Document extract:

Chipmaker Cavium is buying its way into the SDN components market with the $75 million acquisition of high-density Ethernet switching silicon startup Xpliant Inc., a "stealth mode" company in which it has already invested.
Cavium says the acquisition will help it cater to "the need for increased capacity in both networking infrastructure and data centers driven by the steep growth of mobile applications and social networking," and give it a product line that meets the needs of next-generation switching equipment manufacturers.
According to Cavium, current switch solutions are too limited and inflexible for the future software-defined networking needs of data center and network operators, a clear dig at Ethernet switch silicon market leader Broadcom Corp. (Nasdaq: BRCM).
San Jose, Calif.-based Xpliant, though, has designed products "to specifically address the challenges of throughput and flexibility driven by the needs of next generation networking infrastructure and software defined networking," according to Cavium. Its chips "will enable increased intelligence and flexibility... while delivering market leading bandwidth, throughput and scalability along with unprecedented flexibility and programmability," all characteristics required to "enable virtualized data center and software defined networking."

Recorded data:
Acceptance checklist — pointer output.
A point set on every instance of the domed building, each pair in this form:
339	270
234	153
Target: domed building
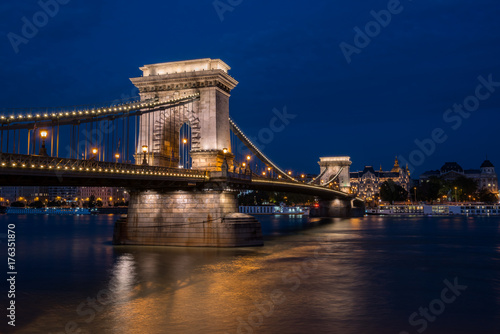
366	184
485	176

What the task asks:
According to the article on Cavium's acquisition, how much is Cavium paying for Xpliant? You don't need the rows for anything here.

Result:
$75 million.